#### 节选段落
********************

上面就是QuorumPeer线程的选主的工作逻辑
接下来我们看下其中的一些细节,这些细节会关联到我前面提到的其他线程

sendNotifications

当服务节点刚启动或者接受到别的节点发送来的r_vote来更新自己的proposal的时候都需要通过sendNotification方法将自己推荐的Leader信息发送给别的participant,我们分析下sendNotifications的源码

 private void sendNotifications() {
        for (long sid : self.getCurrentAndNextConfigVoters()) {
            QuorumVerifier qv = self.getQuorumVerifier();
            //把节点proposal的Leader信息封装成ToSend对象然后加入到sendqueue中
            ToSend notmsg = new ToSend(
                ToSend.mType.notification,
                proposedLeader,
                proposedZxid,
                logicalclock.get(),
                QuorumPeer.ServerState.LOOKING,
                sid,
                proposedEpoch,
                qv.toString().getBytes());

            LOG.debug(
                "Sending Notification: {} (n.leader), 0x{} (n.zxid), 0x{} (n.round), {} (recipient),"

********************

#### 指令 1
逐字摘录上方关于QuorumPeer线程选主逻辑的全部文本。
#### 指令 2
将下方记录的每一行原样抄录。
以上文本与其后的记录出自不同来源。

********************

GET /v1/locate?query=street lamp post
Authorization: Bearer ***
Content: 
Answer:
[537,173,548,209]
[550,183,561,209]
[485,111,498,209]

********************

#### 输出 1
上面就是QuorumPeer线程的选主的工作逻辑
接下来我们看下其中的一些细节,这些细节会关联到我前面提到的其他线程

sendNotifications

当服务节点刚启动或者接受到别的节点发送来的r_vote来更新自己的proposal的时候都需要通过sendNotification方法将自己推荐的Leader信息发送给别的participant,我们分析下sendNotifications的源码

 private void sendNotifications() {
        for (long sid : self.getCurrentAndNextConfigVoters()) {
            QuorumVerifier qv = self.getQuorumVerifier();
            //把节点proposal的Leader信息封装成ToSend对象然后加入到sendqueue中
            ToSend notmsg = new ToSend(
                ToSend.mType.notification,
                proposedLeader,
                proposedZxid,
                logicalclock.get(),
                QuorumPeer.ServerState.LOOKING,
                sid,
                proposedEpoch,
                qv.toString().getBytes());

            LOG.debug(
                "Sending Notification: {} (n.leader), 0x{} (n.zxid), 0x{} (n.round), {} (recipient),"

#### 输出 2
GET /v1/locate?query=street lamp post
Authorization: Bearer ***
Content: 
Answer:
[537,173,548,209]
[550,183,561,209]
[485,111,498,209]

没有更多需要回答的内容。